AIM | Recast all of the records below as a numbered list of their lines, dropping any blank lines.
[start]
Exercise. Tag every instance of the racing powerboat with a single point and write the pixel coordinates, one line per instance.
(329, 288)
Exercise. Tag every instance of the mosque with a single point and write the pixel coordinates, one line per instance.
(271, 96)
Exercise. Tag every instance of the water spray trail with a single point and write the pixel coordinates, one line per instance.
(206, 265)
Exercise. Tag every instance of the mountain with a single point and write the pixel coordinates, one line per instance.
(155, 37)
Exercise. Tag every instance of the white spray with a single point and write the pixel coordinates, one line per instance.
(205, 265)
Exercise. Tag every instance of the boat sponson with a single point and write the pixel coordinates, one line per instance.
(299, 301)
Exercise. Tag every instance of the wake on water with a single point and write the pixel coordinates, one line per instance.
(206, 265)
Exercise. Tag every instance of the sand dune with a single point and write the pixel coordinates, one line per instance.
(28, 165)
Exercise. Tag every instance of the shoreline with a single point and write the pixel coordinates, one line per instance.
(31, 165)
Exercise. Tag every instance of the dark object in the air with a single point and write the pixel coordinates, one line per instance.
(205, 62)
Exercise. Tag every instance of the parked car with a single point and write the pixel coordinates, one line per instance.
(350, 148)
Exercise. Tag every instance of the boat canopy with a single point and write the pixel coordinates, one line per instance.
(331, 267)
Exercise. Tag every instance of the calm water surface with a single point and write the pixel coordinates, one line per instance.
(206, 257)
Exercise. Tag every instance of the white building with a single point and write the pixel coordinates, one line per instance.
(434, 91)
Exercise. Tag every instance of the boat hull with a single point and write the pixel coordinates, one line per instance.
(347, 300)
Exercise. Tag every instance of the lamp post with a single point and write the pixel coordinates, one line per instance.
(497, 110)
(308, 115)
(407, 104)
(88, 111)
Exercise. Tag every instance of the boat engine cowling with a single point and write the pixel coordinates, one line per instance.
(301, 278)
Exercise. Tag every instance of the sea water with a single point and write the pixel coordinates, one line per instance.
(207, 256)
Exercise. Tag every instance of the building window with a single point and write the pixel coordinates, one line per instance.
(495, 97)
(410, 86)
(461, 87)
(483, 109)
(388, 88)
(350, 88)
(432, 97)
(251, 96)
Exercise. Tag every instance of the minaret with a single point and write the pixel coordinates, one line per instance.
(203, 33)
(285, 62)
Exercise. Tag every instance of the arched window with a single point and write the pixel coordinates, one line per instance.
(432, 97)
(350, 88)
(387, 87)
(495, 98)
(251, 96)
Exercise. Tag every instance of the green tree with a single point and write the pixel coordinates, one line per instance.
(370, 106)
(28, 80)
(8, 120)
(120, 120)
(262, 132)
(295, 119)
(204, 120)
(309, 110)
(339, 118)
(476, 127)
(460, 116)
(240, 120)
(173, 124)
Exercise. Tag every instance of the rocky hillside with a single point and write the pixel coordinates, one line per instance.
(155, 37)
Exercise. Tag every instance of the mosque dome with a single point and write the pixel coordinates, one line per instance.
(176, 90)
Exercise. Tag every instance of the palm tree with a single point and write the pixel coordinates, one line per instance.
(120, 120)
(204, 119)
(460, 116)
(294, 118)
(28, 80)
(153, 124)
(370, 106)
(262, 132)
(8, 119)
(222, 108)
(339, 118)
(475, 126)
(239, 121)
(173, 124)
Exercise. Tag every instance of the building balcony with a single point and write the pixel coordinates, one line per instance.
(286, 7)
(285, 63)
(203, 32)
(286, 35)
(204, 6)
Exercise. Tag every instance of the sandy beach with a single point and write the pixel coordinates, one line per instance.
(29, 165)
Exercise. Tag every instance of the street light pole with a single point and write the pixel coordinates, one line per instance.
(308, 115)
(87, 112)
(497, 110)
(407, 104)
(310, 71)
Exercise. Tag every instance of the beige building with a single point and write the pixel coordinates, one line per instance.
[end]
TASK RESULT |
1. Exercise. Tag every instance of the racing powerboat with a single point and write the pixel coordinates, one line per instance.
2. (329, 288)
3. Exercise. Tag every instance of the mosque with a single point and write the pixel coordinates, one line per instance.
4. (271, 96)
5. Exercise. Tag every instance of the water spray trail with a single point and write the pixel coordinates, one line per instance.
6. (206, 265)
7. Exercise. Tag every instance of the mountain with a single point and write the pixel coordinates, one line per instance.
8. (155, 37)
9. Exercise. Tag every instance of the white spray with a single point and write the pixel coordinates, one line per instance.
10. (205, 265)
11. Exercise. Tag every instance of the boat sponson with a single point and write the pixel coordinates, one line per instance.
12. (299, 301)
13. Exercise. Tag every instance of the wake on water with a single point and write the pixel coordinates, one line per instance.
14. (206, 265)
15. Exercise. Tag every instance of the sand dune with a single point and write the pixel coordinates, one line per instance.
16. (28, 165)
17. Exercise. Tag every instance of the shoreline with a single point and write the pixel coordinates, one line per instance.
18. (31, 165)
19. Exercise. Tag every instance of the dark object in the air with a single point and write the pixel coordinates, one line per instance.
20. (205, 62)
21. Exercise. Tag every instance of the parked car with a single point and write the pixel coordinates, one line per instance.
22. (350, 148)
23. Exercise. Tag every instance of the boat canopy with a single point and write the pixel coordinates, one line per instance.
24. (331, 267)
25. Exercise. Tag every instance of the calm water surface with a single point and write the pixel coordinates, one line per instance.
26. (206, 257)
27. Exercise. Tag every instance of the white building with a single point and write the pixel coordinates, one line per instance.
28. (434, 91)
29. Exercise. Tag every instance of the boat hull with a single point and write the pixel coordinates, one line per instance.
30. (347, 300)
31. Exercise. Tag every instance of the lamp post with a single point and write the pixel coordinates, one line per instance.
32. (497, 110)
33. (308, 115)
34. (407, 104)
35. (88, 111)
36. Exercise. Tag every instance of the boat engine cowling with a single point and write the pixel coordinates, one line per instance.
37. (301, 278)
38. Exercise. Tag every instance of the sea water with a single point and write the pixel coordinates, one line per instance.
39. (207, 256)
40. Exercise. Tag every instance of the building window with a single point and write the pixel coordinates, one line per instance.
41. (495, 97)
42. (410, 86)
43. (461, 87)
44. (483, 109)
45. (388, 88)
46. (350, 88)
47. (432, 97)
48. (251, 96)
49. Exercise. Tag every instance of the minaret with a single point and write the pixel coordinates, one line per instance.
50. (203, 33)
51. (285, 62)
52. Exercise. Tag every instance of the arched window with a single point and write the pixel coordinates, one line per instance.
53. (432, 97)
54. (350, 88)
55. (387, 87)
56. (495, 98)
57. (251, 96)
58. Exercise. Tag every instance of the green tree with a single point and write the pixel coordinates, one line per instance.
59. (370, 106)
60. (28, 80)
61. (8, 120)
62. (120, 120)
63. (262, 132)
64. (295, 119)
65. (204, 120)
66. (309, 110)
67. (339, 118)
68. (476, 127)
69. (460, 116)
70. (240, 120)
71. (173, 124)
72. Exercise. Tag every instance of the rocky hillside with a single point and write the pixel coordinates, one line per instance.
73. (155, 37)
74. Exercise. Tag every instance of the mosque dome with a single point and write the pixel coordinates, one line per instance.
75. (176, 90)
76. Exercise. Tag every instance of the palm tree with a single point and write the pixel coordinates, one line per instance.
77. (120, 120)
78. (204, 119)
79. (460, 116)
80. (294, 118)
81. (28, 80)
82. (153, 124)
83. (370, 106)
84. (262, 132)
85. (8, 119)
86. (222, 108)
87. (339, 118)
88. (475, 126)
89. (239, 121)
90. (173, 124)
91. Exercise. Tag every instance of the building balcony with a single point and write the pixel coordinates, one line per instance.
92. (286, 7)
93. (285, 63)
94. (203, 32)
95. (286, 35)
96. (204, 6)
97. Exercise. Tag every instance of the sandy beach with a single point and write the pixel coordinates, one line per instance.
98. (29, 165)
99. Exercise. Tag every instance of the street light pole with a single point and write the pixel coordinates, one line per instance.
100. (308, 115)
101. (87, 112)
102. (497, 110)
103. (407, 104)
104. (310, 71)
105. Exercise. Tag every instance of the beige building with a single point and write the pixel coordinates, one line per instance.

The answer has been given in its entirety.